----- LISTED ENTRIES
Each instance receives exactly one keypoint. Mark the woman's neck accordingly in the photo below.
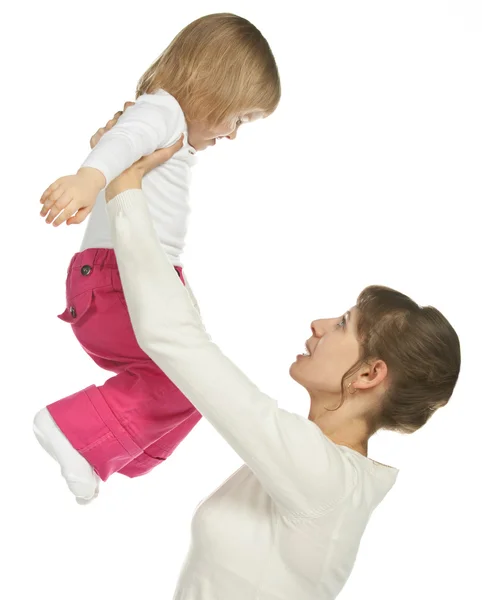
(342, 428)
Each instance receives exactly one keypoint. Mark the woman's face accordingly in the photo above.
(332, 350)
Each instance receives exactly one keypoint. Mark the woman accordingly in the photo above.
(287, 525)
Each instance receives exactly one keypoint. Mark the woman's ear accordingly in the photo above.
(370, 375)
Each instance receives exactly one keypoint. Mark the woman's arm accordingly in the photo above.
(303, 471)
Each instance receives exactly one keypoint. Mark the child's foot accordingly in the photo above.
(81, 478)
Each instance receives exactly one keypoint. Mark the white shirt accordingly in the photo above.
(155, 121)
(288, 524)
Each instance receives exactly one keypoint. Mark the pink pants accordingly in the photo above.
(138, 417)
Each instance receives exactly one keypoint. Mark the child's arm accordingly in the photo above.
(149, 124)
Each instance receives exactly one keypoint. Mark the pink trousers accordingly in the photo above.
(138, 417)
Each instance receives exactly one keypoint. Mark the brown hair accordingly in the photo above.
(217, 67)
(421, 350)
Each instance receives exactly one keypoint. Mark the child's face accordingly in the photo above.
(201, 135)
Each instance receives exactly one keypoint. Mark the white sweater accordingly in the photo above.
(287, 525)
(155, 121)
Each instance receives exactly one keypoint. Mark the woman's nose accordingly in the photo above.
(317, 328)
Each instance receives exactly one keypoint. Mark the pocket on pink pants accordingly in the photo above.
(78, 308)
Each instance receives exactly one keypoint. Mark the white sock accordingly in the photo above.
(81, 478)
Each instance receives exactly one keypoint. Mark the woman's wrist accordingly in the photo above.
(129, 180)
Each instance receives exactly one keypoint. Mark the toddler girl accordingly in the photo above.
(218, 73)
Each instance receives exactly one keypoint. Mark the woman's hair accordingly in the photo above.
(421, 350)
(217, 67)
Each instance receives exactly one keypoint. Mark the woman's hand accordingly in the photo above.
(131, 178)
(94, 140)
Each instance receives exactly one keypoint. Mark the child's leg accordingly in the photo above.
(157, 452)
(112, 425)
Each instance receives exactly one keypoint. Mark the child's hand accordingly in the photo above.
(72, 198)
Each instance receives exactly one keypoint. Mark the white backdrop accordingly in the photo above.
(369, 172)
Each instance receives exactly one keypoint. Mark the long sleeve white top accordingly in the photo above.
(155, 121)
(285, 526)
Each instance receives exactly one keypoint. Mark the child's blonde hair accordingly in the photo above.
(217, 67)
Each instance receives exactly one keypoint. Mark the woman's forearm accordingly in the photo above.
(278, 446)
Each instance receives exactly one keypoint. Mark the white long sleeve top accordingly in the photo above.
(286, 525)
(155, 121)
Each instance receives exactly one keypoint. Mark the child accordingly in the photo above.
(218, 73)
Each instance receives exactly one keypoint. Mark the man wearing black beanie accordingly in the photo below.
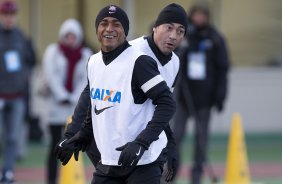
(166, 37)
(130, 106)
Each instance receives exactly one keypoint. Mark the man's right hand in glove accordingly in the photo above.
(81, 141)
(64, 150)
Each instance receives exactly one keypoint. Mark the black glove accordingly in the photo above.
(131, 153)
(170, 170)
(64, 151)
(81, 141)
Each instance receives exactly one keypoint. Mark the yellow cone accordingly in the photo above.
(73, 172)
(237, 167)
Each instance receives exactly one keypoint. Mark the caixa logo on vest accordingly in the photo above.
(105, 95)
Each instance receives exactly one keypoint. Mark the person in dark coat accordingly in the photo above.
(202, 85)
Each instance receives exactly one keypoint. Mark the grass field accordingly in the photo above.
(264, 155)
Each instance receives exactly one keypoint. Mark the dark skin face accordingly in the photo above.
(168, 36)
(110, 34)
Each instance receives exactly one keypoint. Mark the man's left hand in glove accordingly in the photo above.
(64, 150)
(131, 153)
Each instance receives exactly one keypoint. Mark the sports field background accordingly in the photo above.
(264, 153)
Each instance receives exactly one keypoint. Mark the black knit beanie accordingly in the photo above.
(172, 13)
(116, 12)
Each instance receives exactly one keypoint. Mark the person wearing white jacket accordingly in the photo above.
(64, 68)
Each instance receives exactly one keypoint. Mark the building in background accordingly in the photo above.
(252, 27)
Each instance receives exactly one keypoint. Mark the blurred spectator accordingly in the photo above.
(16, 58)
(202, 85)
(64, 68)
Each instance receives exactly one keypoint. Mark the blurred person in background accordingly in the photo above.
(16, 59)
(64, 68)
(203, 84)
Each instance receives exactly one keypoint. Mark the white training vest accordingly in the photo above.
(168, 71)
(116, 118)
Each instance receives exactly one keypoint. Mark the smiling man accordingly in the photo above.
(169, 30)
(136, 106)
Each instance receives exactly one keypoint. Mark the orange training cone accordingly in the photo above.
(237, 168)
----------
REQUIREMENT – Print all of the records above word for word, but leave out the pictures.

RESPONSE FOR THIS EXERCISE –
Each instance receives exactly one keypoint. Mark the woman's neck accordingly in the photo below.
(342, 428)
Each instance receives exactly one keypoint. Mark the woman's face accordingly in the photo above.
(332, 350)
Each instance receives exactly one keypoint. Mark the woman accordingly in the photo above.
(287, 525)
Each instance receives exactly one keypoint. Mark the woman's ear accordingly in the photo above.
(370, 375)
Each instance receives exactly one keypoint. Mark the woman's arm accordingly in the photo above.
(303, 471)
Each instance receives exactly one keypoint. Mark the child's foot accordingly in the photo above.
(81, 478)
Each instance receives exactly one keypoint. Mark the white shirt accordingly in the photo above.
(155, 121)
(288, 524)
Each instance receives exactly one keypoint. Mark the pink pants accordingly in the photo above.
(138, 417)
Each instance receives exactly one keypoint. Mark the child's arm accordingly in the photo above.
(149, 124)
Each instance receives exactly one keypoint. Mark the pink trousers accordingly in the photo above.
(138, 417)
Each instance receives exactly one keypoint. Mark the brown hair accordingly in the photo above.
(217, 67)
(421, 350)
Each instance receives exactly one keypoint. Mark the child's face accordingly in the photo above.
(201, 135)
Each instance receives exactly one keypoint. Mark the white sweater accordingly in the photo above.
(287, 525)
(155, 121)
Each instance receives exactly one keypoint. Mark the woman's nose accordingly in the photo above.
(317, 328)
Each instance receives exactly one keypoint. Mark the pocket on pink pants accordingly in the photo above.
(78, 308)
Each instance receives exactly one keypoint. Mark the white sock accordingly in the photo above.
(81, 478)
Each instance receives exactly one keypoint. Mark the woman's wrist accordingly in the photo above.
(129, 180)
Each instance receives exactly one keypoint. Mark the toddler girl accordingly in the photo above.
(218, 73)
Each instance receives exactly one keypoint. Mark the woman's hair accordingly in the photo above.
(421, 350)
(217, 67)
Each instance receives exactly one keypoint. Mark the woman's hand accordingly in the photo above.
(131, 178)
(94, 140)
Each instance receives exactly one keypoint. Mark the child's leg accordingly in the photo above.
(157, 452)
(112, 425)
Each instance receives exactly one keypoint. Mark the child's hand accordingly in the photo above.
(72, 198)
Each instance receives exactly one keypoint. Mark the white backdrop accordingly in the photo above.
(369, 172)
Each instance receives exactly one keypoint. Mark the long sleeve white top accordingly in the photo above.
(155, 121)
(285, 526)
Each instance receives exactly one keypoint. Mark the child's blonde hair accordingly in the photo above.
(217, 67)
Each instance receives exactly one keypoint. Mark the woman's forearm accordingly in the photo above.
(278, 446)
Each instance receives exactly one keypoint. Mark the white long sleeve top accordingly in the photo above.
(286, 525)
(155, 121)
Each instance receives exactly one keypoint. Mark the child accordingly in the photo above.
(218, 73)
Each instance receives exactly one keypoint. Mark the man wearing black beanie accordingly in the photo below.
(166, 37)
(130, 106)
Each instance receives exactly one keypoint. Mark the man's right hand in glove accordingly in the photo above.
(81, 141)
(64, 150)
Each instance receives exactly one keypoint. Mark the black glove accordingly in the photo above.
(131, 153)
(170, 170)
(64, 151)
(81, 141)
Each instance receives exactly one keypoint. Mark the yellow cone accordingly in the photo above.
(73, 172)
(237, 167)
Each instance receives exactly one keypoint. Mark the caixa logo on vest accordingly in the photo above.
(105, 95)
Each instance receives exactly one keypoint. Mark the person in dark coat accordingly in the photo above.
(202, 85)
Each instance receives exactly one keypoint. Mark the grass field accordingly in the photo above.
(264, 155)
Each instance receives exactly one keypoint. Mark the dark skin face accordingly in the photo above.
(168, 36)
(110, 34)
Each instance receives exactly one keypoint. Mark the man's left hand in glove accordingly in the photo above.
(64, 150)
(131, 153)
Each instance receives exactly one keypoint. Mark the sports field background accordingly in the photo above.
(264, 153)
Each instance receives exactly one keypoint. Mark the black knit beanie accordingly in the photo above.
(172, 13)
(116, 12)
Each instance receives exactly one keypoint. Mark the person wearing white jacket accordingly in the photo above.
(64, 68)
Each instance receives exactly one keypoint. Mark the building in background accordingly in the photo above.
(252, 27)
Each instance receives exactly one keypoint. Mark the blurred spectator accordingly in the photo above.
(16, 58)
(202, 85)
(64, 68)
Each instance receives exactly one keypoint. Mark the blurred person in background accordingly in the photo above.
(16, 59)
(64, 68)
(203, 84)
Each instance receives exactly one keypoint. Mark the white training vest accordingly in the photo above.
(168, 71)
(116, 118)
Each instance receives exactly one keypoint. Mark the smiling man accordingly in the photo above.
(169, 30)
(136, 106)
Each instance receives exactly one keypoint. Mark the orange training cone accordingly in the photo above.
(237, 168)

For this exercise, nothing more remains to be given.